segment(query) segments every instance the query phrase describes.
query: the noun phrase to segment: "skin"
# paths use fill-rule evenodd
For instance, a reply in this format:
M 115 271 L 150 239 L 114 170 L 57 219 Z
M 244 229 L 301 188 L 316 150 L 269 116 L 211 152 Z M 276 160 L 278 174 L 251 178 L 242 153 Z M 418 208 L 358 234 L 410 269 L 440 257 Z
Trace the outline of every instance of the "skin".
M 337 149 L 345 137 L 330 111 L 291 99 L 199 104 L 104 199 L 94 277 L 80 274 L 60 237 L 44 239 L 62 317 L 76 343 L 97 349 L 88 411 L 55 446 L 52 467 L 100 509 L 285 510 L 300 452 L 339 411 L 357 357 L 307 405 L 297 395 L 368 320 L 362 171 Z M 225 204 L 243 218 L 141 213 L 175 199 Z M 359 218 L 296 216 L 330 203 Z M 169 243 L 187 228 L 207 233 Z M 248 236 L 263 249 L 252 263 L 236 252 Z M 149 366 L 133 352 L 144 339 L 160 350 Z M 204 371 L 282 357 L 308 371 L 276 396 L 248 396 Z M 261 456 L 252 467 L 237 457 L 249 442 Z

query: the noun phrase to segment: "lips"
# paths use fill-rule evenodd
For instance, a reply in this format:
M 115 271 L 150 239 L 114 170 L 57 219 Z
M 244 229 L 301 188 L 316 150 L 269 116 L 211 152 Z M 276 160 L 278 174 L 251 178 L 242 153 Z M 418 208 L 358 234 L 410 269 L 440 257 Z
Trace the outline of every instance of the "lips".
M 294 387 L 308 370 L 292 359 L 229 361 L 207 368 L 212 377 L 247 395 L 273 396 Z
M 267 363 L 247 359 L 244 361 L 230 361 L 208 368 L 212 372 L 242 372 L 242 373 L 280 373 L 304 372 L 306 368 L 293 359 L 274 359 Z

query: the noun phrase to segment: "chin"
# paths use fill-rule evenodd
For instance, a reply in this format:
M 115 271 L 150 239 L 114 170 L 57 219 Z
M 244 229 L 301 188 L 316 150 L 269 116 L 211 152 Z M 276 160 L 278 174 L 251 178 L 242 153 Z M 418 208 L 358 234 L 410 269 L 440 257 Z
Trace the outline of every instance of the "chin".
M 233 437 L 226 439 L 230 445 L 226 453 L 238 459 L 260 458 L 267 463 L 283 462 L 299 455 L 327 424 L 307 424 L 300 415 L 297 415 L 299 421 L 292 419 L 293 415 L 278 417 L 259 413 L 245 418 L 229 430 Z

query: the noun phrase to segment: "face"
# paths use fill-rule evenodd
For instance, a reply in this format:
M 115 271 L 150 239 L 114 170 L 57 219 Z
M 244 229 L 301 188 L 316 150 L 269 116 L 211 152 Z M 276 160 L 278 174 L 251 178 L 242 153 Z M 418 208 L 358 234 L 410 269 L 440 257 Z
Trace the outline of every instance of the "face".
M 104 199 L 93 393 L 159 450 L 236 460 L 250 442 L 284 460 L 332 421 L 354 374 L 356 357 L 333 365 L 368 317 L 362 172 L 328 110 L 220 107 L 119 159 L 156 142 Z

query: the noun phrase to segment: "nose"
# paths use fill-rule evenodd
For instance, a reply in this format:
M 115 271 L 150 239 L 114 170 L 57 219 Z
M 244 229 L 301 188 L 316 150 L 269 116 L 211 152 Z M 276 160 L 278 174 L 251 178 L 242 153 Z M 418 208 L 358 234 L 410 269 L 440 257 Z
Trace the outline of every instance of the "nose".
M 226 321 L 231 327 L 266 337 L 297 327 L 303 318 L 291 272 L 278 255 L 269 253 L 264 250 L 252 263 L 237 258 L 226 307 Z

:: Task goal ::
Type out the whole listing above again, exactly as it stands.

:: Output for this exercise ::
segment(query) segments every instance the query phrase describes.
query: the noun phrase to segment: "skin"
# paths use fill-rule evenodd
For instance, a reply in this format:
M 115 271 L 150 239 L 114 170 L 57 219 Z
M 244 229 L 301 188 L 316 150 L 269 116 L 211 152 Z M 276 160 L 278 174 L 251 178 L 242 153 Z M 418 208 L 358 234 L 410 269 L 440 257 Z
Trace the outline of every instance of the "skin".
M 337 149 L 345 137 L 330 111 L 291 99 L 199 104 L 104 199 L 94 277 L 80 274 L 60 237 L 44 239 L 62 317 L 76 343 L 97 349 L 88 411 L 55 446 L 52 467 L 100 509 L 285 510 L 300 452 L 339 411 L 357 357 L 307 405 L 297 395 L 368 320 L 362 171 Z M 225 204 L 243 218 L 141 213 L 175 199 Z M 359 218 L 296 216 L 330 203 Z M 169 243 L 187 228 L 207 233 Z M 248 236 L 263 249 L 252 263 L 236 252 Z M 149 366 L 133 352 L 144 339 L 160 350 Z M 204 371 L 282 357 L 308 371 L 276 396 L 248 396 Z M 261 456 L 252 467 L 237 457 L 249 442 Z

query: the noun phrase to segment: "lips"
# paths use fill-rule evenodd
For instance, a reply in this format:
M 115 271 L 150 239 L 114 170 L 57 219 Z
M 244 229 L 301 188 L 316 150 L 269 116 L 211 152 Z M 276 160 L 278 174 L 251 178 L 242 153 Z M 418 208 L 358 234 L 410 269 L 440 257 Z
Trace the outline of every instance of the "lips".
M 294 387 L 308 370 L 292 359 L 229 361 L 207 368 L 212 377 L 247 395 L 273 396 Z
M 267 363 L 247 359 L 244 361 L 230 361 L 208 368 L 212 372 L 242 372 L 242 373 L 280 373 L 304 372 L 306 368 L 293 359 L 274 359 Z

query: the noun phrase to segment: "chin"
# paths use fill-rule evenodd
For instance, a reply in this format:
M 115 271 L 150 239 L 114 170 L 57 219 Z
M 244 229 L 301 188 L 316 150 L 269 116 L 211 152 Z M 276 160 L 278 174 L 251 178 L 242 153 Z M 418 208 L 358 234 L 410 269 L 440 257 Z
Trace the outline of every instance of the "chin".
M 233 437 L 226 439 L 230 445 L 226 453 L 238 459 L 260 458 L 267 463 L 283 462 L 299 455 L 327 424 L 307 424 L 300 415 L 297 415 L 299 421 L 292 419 L 293 415 L 278 417 L 259 413 L 245 418 L 229 430 Z

query: the noun phrase to segment: "face"
# paths use fill-rule evenodd
For instance, a reply in this format:
M 115 271 L 150 239 L 114 170 L 57 219 Z
M 244 229 L 301 188 L 316 150 L 269 116 L 211 152 Z M 276 160 L 278 174 L 251 178 L 242 153 Z M 418 208 L 358 234 L 410 269 L 440 257 Z
Trace the outline of every instance of the "face".
M 104 199 L 93 393 L 159 450 L 236 460 L 250 442 L 284 460 L 332 421 L 354 374 L 356 357 L 333 365 L 368 317 L 362 172 L 328 110 L 220 107 L 119 159 L 156 142 Z

query: the noun phrase to segment: "nose"
# paths use fill-rule evenodd
For instance, a reply in this format:
M 115 271 L 150 239 L 114 170 L 57 219 Z
M 244 229 L 301 188 L 316 150 L 269 116 L 211 152 Z M 276 160 L 278 174 L 251 178 L 242 153 Z M 418 208 L 358 234 L 410 269 L 440 257 Z
Trace the outline of every instance of the "nose".
M 226 321 L 231 327 L 266 337 L 297 327 L 303 318 L 291 272 L 278 255 L 269 253 L 264 250 L 252 263 L 237 258 L 226 307 Z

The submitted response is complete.